- TEXT EXCERPT -
┌──

Prior to reading this book, I knew nothing about Sagal’s apparently quite difficult and quite drawn-out divorce following a 19-year marriage, nor did I know anything about how said divorce seemingly alienated or estranged him, at least temporarily, from his three teenaged daughters, as they all were trying to equilibrate following and during this major life change. He doesn’t mince words as he talks about the grieving process he experienced during what sounded like many tumultuous years of essentially starting over, not knowing if he’d ever find himself in a caretaking capacity again as he had been as a husband and father, and coming to terms with the futility of it all, an existential crisis that was years in the making and that simply catastrophized with the deterioration of his marriage. This stuff isn’t for the faint of heart.  

Having friends going through these motions right now made Sagal’s writing hit a stronger, more personal chord, and I felt completely gutted for him. I couldn’t read his words without thinking of my friends, and at times, it took my breath away. He doesn’t devote an entire chapter to his divorce or starting over or anything like that, however; instead, he usually brings it up as a quick reorientation, a subtle reminder of the present-day that was a backdrop to all his running experiences in his life. In fact, for example, it was due to a coalescing of these events that led him to sighting at Boston the first time, something that surprised me simply because when it was actually happening, I don’t recall ever reading about it before. Though he was in the thick of his divorce at that time, the sighting experiences profoundly affected him and arguably played a bigger-than-anticipated role in his life at that time and since.

The same thing goes for when he was a participant and a major fundraiser in a Cupid’s Run during Valentine’s Day; I can recall reading a RW column about it and just thinking oh that’s nice, Peter Sagal is running somewhere in his underwear for charity. How nice of him.

It’s a good reminder that when we’re on the starting line at any race, our fellow racers (and perhaps us, too) are carrying with them some pretty powerful stories and burdens. We’re all there to run hard and fast, yes, but for many, it’s about something much greater.

We will speed up and slow down, perhaps run farther or shorter distances than ever before as we age, but the process — the bread and butter of putting one foot in front of the other, repeatedly — that doesn’t change.

“Our sport seems mindless only to people who never run long enough for any thought to form other than ‘When can I stop running?’ But the only way to succeed as a long-distance runner is to do it mindfully, to be aware of the body and the world it is moving through” (67). PC: Women Who Fly 

In a world where change is the only constant, there is something special — holy, even — about the process of running and the gamut of emotions it engenders remaining the same, no matter the noise and chaos that surrounds us. Csikszentmihalyi is onto something.

We who run intuitively know this to be true, and the science — particularly related to mental health and exercise, and specifically to running — is beginning to catch-up.

If you’re looking for a training book about how to run your best race, Sagal’s book isn’t it.

If you’re looking for a definitive autobiography or memoir about Sagal and his professional life, this one isn’t it, either.

└──

- THE DATA -

┌──

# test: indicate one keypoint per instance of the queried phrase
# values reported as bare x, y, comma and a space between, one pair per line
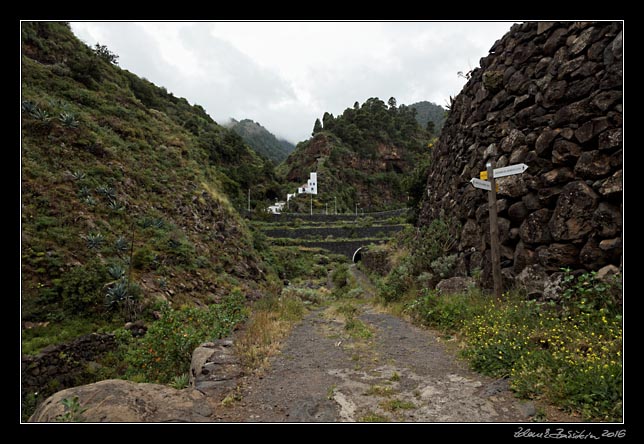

└──

In the review of Peter Sagal's book, how many years had Sagal been married before his divorce?

- ANSWER TO THE PROBLEM -
19 years.